_THE TASK:_ Transcribe the lines below without altering anything, and omit the pictures from your answer.

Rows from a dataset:
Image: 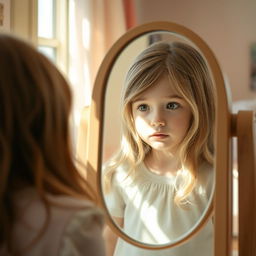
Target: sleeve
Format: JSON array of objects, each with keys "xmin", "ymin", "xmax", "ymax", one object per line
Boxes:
[
  {"xmin": 104, "ymin": 174, "xmax": 125, "ymax": 218},
  {"xmin": 59, "ymin": 208, "xmax": 105, "ymax": 256}
]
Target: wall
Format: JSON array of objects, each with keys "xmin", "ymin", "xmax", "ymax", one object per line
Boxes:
[{"xmin": 135, "ymin": 0, "xmax": 256, "ymax": 101}]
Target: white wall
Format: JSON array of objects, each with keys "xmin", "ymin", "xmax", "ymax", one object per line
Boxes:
[{"xmin": 135, "ymin": 0, "xmax": 256, "ymax": 100}]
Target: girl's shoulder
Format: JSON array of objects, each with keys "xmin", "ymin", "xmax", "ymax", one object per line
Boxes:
[{"xmin": 14, "ymin": 189, "xmax": 104, "ymax": 255}]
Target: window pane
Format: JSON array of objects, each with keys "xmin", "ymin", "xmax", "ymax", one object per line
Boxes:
[
  {"xmin": 38, "ymin": 0, "xmax": 56, "ymax": 38},
  {"xmin": 38, "ymin": 46, "xmax": 56, "ymax": 63}
]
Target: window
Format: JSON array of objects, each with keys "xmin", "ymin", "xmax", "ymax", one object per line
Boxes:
[{"xmin": 37, "ymin": 0, "xmax": 68, "ymax": 74}]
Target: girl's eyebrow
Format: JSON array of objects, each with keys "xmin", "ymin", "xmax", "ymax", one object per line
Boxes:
[{"xmin": 132, "ymin": 94, "xmax": 183, "ymax": 103}]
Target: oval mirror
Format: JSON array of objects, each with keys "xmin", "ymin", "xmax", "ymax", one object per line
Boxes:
[{"xmin": 88, "ymin": 22, "xmax": 228, "ymax": 252}]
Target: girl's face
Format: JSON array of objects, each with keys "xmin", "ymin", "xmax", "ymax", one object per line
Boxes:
[{"xmin": 132, "ymin": 76, "xmax": 192, "ymax": 153}]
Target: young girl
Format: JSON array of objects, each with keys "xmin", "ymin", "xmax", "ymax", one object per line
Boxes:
[
  {"xmin": 0, "ymin": 34, "xmax": 105, "ymax": 256},
  {"xmin": 104, "ymin": 42, "xmax": 215, "ymax": 256}
]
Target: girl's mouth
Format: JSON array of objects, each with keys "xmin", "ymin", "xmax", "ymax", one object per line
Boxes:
[{"xmin": 150, "ymin": 133, "xmax": 168, "ymax": 139}]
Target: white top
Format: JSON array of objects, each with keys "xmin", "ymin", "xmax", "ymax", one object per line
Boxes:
[
  {"xmin": 106, "ymin": 164, "xmax": 214, "ymax": 256},
  {"xmin": 0, "ymin": 189, "xmax": 105, "ymax": 256}
]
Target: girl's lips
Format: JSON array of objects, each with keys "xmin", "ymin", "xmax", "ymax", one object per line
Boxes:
[{"xmin": 150, "ymin": 133, "xmax": 168, "ymax": 139}]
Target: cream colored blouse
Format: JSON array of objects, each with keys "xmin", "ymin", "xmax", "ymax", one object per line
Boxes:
[{"xmin": 105, "ymin": 164, "xmax": 214, "ymax": 256}]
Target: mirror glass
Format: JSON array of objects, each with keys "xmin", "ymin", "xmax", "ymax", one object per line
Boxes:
[{"xmin": 100, "ymin": 31, "xmax": 215, "ymax": 246}]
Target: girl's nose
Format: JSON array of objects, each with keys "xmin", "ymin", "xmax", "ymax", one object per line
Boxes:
[
  {"xmin": 151, "ymin": 121, "xmax": 165, "ymax": 127},
  {"xmin": 150, "ymin": 108, "xmax": 166, "ymax": 127}
]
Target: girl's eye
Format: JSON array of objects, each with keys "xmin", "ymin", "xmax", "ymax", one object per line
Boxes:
[
  {"xmin": 166, "ymin": 102, "xmax": 180, "ymax": 110},
  {"xmin": 137, "ymin": 104, "xmax": 148, "ymax": 111}
]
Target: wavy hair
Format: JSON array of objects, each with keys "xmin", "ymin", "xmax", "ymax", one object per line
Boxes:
[
  {"xmin": 104, "ymin": 42, "xmax": 215, "ymax": 205},
  {"xmin": 0, "ymin": 34, "xmax": 95, "ymax": 252}
]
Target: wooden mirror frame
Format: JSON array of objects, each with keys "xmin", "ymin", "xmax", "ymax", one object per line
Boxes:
[{"xmin": 86, "ymin": 22, "xmax": 232, "ymax": 256}]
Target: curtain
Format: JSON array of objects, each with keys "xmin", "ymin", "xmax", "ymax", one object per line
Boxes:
[{"xmin": 69, "ymin": 0, "xmax": 126, "ymax": 163}]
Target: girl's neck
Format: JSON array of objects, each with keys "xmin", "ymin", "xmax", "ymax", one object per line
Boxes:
[{"xmin": 144, "ymin": 151, "xmax": 181, "ymax": 176}]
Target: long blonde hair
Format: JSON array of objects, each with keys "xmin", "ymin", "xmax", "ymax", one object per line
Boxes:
[
  {"xmin": 104, "ymin": 42, "xmax": 215, "ymax": 204},
  {"xmin": 0, "ymin": 34, "xmax": 94, "ymax": 252}
]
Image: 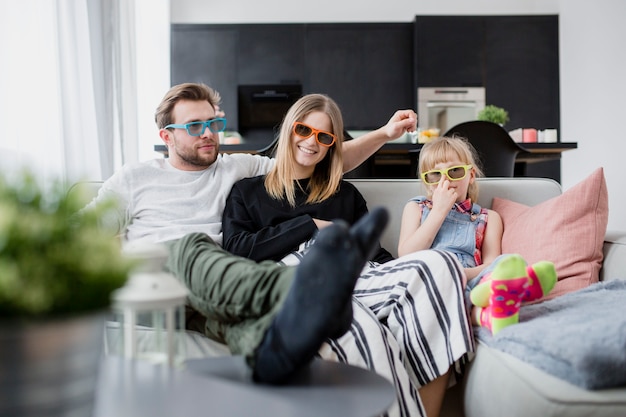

_THE SOLUTION:_
Image: 
Target: sleeve
Format: JSON array of objects, each with keys "xmin", "ymin", "xmax", "ymax", one object per line
Boxes:
[
  {"xmin": 104, "ymin": 174, "xmax": 125, "ymax": 218},
  {"xmin": 59, "ymin": 208, "xmax": 105, "ymax": 256}
]
Target: wall
Format: JSON array of objects, each with keys "xmin", "ymin", "xmax", "ymax", one object per line
Boxes:
[{"xmin": 135, "ymin": 0, "xmax": 256, "ymax": 101}]
Target: white wall
Format: JSON array of objects, each with keys "xmin", "ymin", "xmax", "ymax", one object per line
Boxes:
[{"xmin": 135, "ymin": 0, "xmax": 256, "ymax": 100}]
Target: girl's shoulder
Format: JSON array of objects, each with keys "xmin", "ymin", "xmax", "ymax", one object per line
Boxes:
[{"xmin": 14, "ymin": 189, "xmax": 104, "ymax": 255}]
Target: window pane
Format: JSON array of objects, each with keys "xmin", "ymin", "xmax", "ymax", one object per line
Boxes:
[
  {"xmin": 38, "ymin": 0, "xmax": 56, "ymax": 38},
  {"xmin": 38, "ymin": 46, "xmax": 56, "ymax": 63}
]
Target: window
Format: JSON array of objects, each with keys "xmin", "ymin", "xmax", "ymax", one object per line
Boxes:
[{"xmin": 37, "ymin": 0, "xmax": 68, "ymax": 74}]
Target: girl's eyebrow
Format: JSON array of objects, each with keys "xmin", "ymin", "xmax", "ymax", one object per line
Boxes:
[{"xmin": 132, "ymin": 94, "xmax": 183, "ymax": 103}]
Target: oval mirror
Format: JSON array of objects, each with keys "xmin", "ymin", "xmax", "ymax", one object per line
Boxes:
[{"xmin": 88, "ymin": 22, "xmax": 228, "ymax": 252}]
Target: girl's face
Format: JSON array of objects, each with keys "xmin", "ymin", "xmax", "ymax", one object per line
Boxes:
[{"xmin": 132, "ymin": 76, "xmax": 192, "ymax": 153}]
Target: young girl
Format: JSON array of objects, each with keys "xmin", "ymin", "xmax", "ymax", one object per line
Boxes:
[
  {"xmin": 0, "ymin": 34, "xmax": 105, "ymax": 256},
  {"xmin": 104, "ymin": 42, "xmax": 215, "ymax": 256}
]
Target: girl's mouth
Format: JSON array of objects, each with keys "xmin", "ymin", "xmax", "ymax", one object per line
Boxes:
[{"xmin": 150, "ymin": 133, "xmax": 168, "ymax": 139}]
Target: white top
Format: JSON array of objects, each with keys "xmin", "ymin", "xmax", "ymax", one object per line
Boxes:
[
  {"xmin": 106, "ymin": 164, "xmax": 214, "ymax": 256},
  {"xmin": 0, "ymin": 189, "xmax": 105, "ymax": 256}
]
Target: girl's lips
Format: JSON array of objects, each with keys "xmin", "ymin", "xmax", "ymax", one object per line
Boxes:
[{"xmin": 150, "ymin": 133, "xmax": 168, "ymax": 139}]
Target: cream colored blouse
Format: JSON array of objects, each with keys "xmin", "ymin", "xmax", "ymax", one object per line
Boxes:
[{"xmin": 105, "ymin": 164, "xmax": 214, "ymax": 256}]
Target: mirror glass
Format: JSON array of objects, each with keys "xmin", "ymin", "xmax", "ymax", one object per line
Boxes:
[{"xmin": 100, "ymin": 31, "xmax": 215, "ymax": 246}]
Target: girl's nose
Format: JSON array of objects, each with keys "xmin", "ymin", "xmax", "ymax", one object per line
Boxes:
[
  {"xmin": 151, "ymin": 121, "xmax": 165, "ymax": 127},
  {"xmin": 150, "ymin": 108, "xmax": 166, "ymax": 127}
]
Target: girl's eye
Format: JSON array of objects, each with keys "xmin", "ymin", "xmax", "ymax", one object per line
Boxes:
[
  {"xmin": 166, "ymin": 102, "xmax": 180, "ymax": 110},
  {"xmin": 137, "ymin": 104, "xmax": 148, "ymax": 111}
]
Target: wavy hair
Format: JSON array of objects, each with keys "xmin", "ymin", "xmax", "ymax", one object per line
Boxes:
[
  {"xmin": 104, "ymin": 42, "xmax": 215, "ymax": 205},
  {"xmin": 0, "ymin": 34, "xmax": 95, "ymax": 252}
]
Target: wooden mirror frame
Format: JSON array of objects, each with keys "xmin", "ymin", "xmax", "ymax", one object per line
Boxes:
[{"xmin": 86, "ymin": 22, "xmax": 232, "ymax": 256}]
Target: curtain
Format: JSON array of objects, each with keys "xmin", "ymin", "xmax", "ymax", one object per line
Boxes:
[{"xmin": 69, "ymin": 0, "xmax": 126, "ymax": 163}]
Target: girl's neck
Format: JSON array of objects, each with keys "xmin", "ymin", "xmax", "ymax", one object per line
Boxes:
[{"xmin": 144, "ymin": 151, "xmax": 181, "ymax": 176}]
Target: long blonde hair
Format: JSON array of objects, each with keys "xmin", "ymin", "xmax", "ymax", one object per line
Boxes:
[
  {"xmin": 104, "ymin": 42, "xmax": 215, "ymax": 204},
  {"xmin": 0, "ymin": 34, "xmax": 94, "ymax": 252}
]
Image: 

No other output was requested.